(Referring expression data)
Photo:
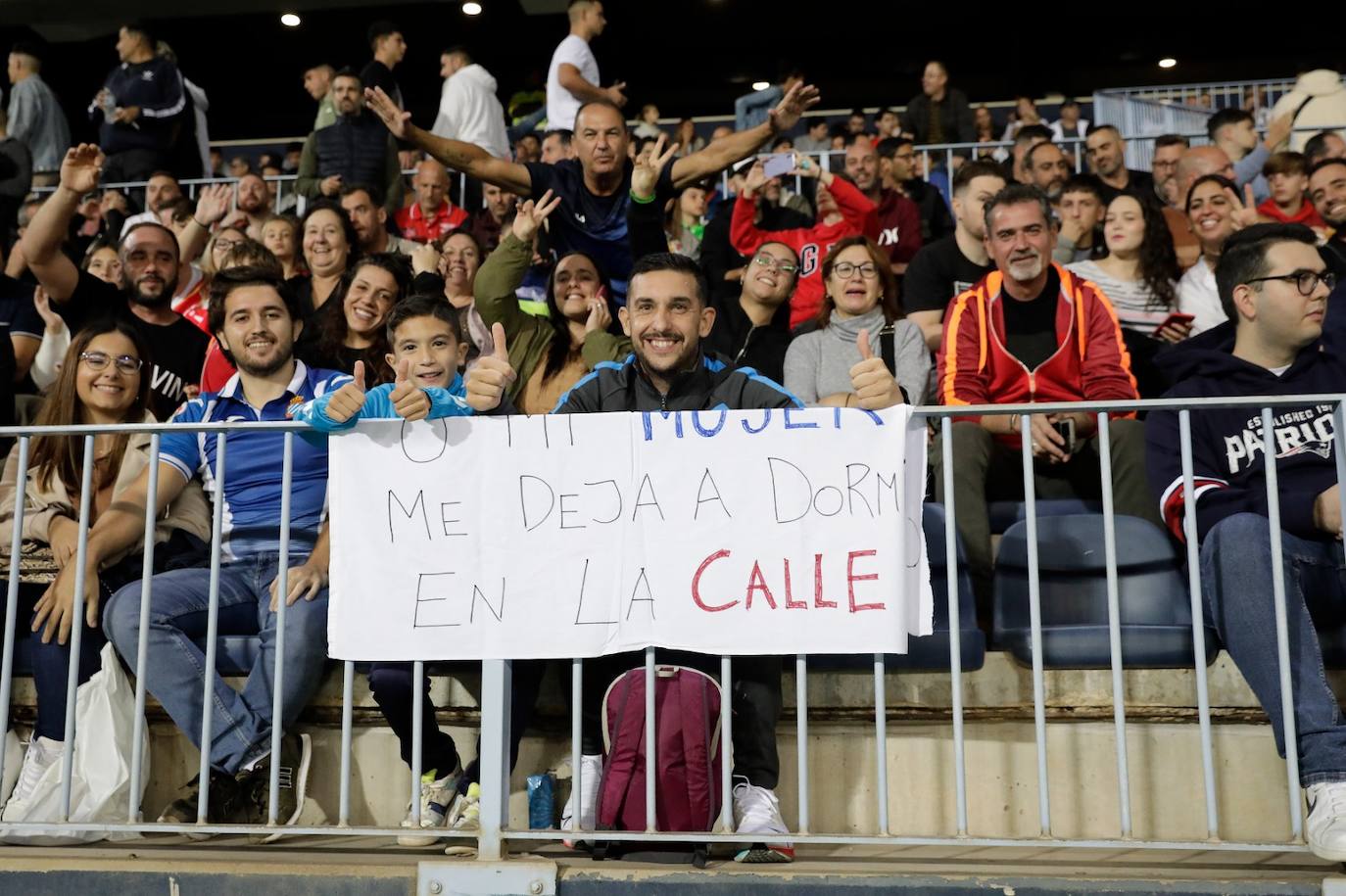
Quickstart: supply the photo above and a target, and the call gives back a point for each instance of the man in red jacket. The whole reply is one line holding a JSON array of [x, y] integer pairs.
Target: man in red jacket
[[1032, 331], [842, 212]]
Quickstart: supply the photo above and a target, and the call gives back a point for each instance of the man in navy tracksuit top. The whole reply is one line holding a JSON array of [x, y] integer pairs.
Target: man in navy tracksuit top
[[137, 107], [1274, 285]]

==

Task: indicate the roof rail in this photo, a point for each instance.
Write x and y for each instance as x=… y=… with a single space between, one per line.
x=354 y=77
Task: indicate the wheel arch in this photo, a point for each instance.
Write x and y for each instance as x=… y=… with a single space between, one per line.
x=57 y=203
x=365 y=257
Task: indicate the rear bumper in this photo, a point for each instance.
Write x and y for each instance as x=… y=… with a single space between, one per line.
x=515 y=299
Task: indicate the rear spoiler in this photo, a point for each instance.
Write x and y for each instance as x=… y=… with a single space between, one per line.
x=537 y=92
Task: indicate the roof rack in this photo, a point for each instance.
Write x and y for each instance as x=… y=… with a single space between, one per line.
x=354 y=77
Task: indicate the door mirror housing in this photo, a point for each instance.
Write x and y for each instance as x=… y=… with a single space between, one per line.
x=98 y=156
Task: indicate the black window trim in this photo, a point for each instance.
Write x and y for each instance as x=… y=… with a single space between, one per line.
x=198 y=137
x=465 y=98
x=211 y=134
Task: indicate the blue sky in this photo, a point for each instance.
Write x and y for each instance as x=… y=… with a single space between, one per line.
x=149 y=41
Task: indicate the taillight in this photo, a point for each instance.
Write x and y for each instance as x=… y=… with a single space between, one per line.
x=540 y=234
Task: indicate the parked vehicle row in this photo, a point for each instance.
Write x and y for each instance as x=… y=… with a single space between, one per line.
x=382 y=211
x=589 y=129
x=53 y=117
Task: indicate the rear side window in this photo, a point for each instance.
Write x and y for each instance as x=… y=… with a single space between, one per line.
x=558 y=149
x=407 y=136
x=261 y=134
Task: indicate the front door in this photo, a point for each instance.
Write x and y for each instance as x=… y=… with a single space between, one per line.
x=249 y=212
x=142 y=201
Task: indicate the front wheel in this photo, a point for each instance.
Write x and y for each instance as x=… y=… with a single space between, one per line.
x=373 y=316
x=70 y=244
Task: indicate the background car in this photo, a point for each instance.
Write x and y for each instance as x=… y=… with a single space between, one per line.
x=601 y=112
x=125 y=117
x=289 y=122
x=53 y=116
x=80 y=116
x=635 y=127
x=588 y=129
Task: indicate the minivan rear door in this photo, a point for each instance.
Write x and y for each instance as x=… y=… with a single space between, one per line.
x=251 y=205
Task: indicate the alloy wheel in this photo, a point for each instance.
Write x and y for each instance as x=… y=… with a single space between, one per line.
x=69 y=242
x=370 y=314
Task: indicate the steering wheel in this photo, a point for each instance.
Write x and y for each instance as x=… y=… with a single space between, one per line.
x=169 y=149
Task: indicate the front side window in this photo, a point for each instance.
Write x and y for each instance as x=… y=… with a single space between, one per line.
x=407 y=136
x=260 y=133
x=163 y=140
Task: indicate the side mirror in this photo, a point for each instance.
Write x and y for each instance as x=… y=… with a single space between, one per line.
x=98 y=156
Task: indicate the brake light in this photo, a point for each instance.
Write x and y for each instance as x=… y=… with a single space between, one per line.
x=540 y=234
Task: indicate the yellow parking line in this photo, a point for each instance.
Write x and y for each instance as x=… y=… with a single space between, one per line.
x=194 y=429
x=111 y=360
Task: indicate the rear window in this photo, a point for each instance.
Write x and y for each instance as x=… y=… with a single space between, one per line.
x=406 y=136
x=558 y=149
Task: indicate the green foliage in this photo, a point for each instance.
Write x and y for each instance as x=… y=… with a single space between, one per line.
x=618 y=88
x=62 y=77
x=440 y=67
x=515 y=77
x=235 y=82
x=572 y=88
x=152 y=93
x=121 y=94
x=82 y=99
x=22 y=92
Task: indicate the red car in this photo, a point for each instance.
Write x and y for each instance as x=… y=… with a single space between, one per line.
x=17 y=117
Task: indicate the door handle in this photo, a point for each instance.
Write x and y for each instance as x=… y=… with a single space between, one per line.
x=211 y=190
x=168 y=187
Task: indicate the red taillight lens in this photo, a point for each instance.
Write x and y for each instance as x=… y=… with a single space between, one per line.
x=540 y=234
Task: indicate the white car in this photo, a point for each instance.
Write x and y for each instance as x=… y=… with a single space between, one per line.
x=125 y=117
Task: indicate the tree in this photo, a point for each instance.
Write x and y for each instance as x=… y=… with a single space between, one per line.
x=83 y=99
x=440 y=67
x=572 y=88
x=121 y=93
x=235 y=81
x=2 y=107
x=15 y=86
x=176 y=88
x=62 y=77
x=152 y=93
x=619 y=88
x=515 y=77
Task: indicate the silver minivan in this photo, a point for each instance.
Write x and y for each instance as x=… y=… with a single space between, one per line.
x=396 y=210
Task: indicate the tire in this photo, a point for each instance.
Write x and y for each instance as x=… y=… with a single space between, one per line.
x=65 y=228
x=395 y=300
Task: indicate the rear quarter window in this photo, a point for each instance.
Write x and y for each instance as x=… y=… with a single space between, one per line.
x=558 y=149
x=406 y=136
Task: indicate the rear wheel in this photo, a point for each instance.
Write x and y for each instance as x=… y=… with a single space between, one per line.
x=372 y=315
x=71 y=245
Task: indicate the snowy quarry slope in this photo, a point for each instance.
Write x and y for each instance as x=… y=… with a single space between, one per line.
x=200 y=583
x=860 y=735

What to do: Please go through the data above and copy each line that has the word "mirror".

Exercise result:
Task: indicate the door mirror housing in this photo, a point for each instance.
Task: indicate the side mirror in this photo, a point for each instance.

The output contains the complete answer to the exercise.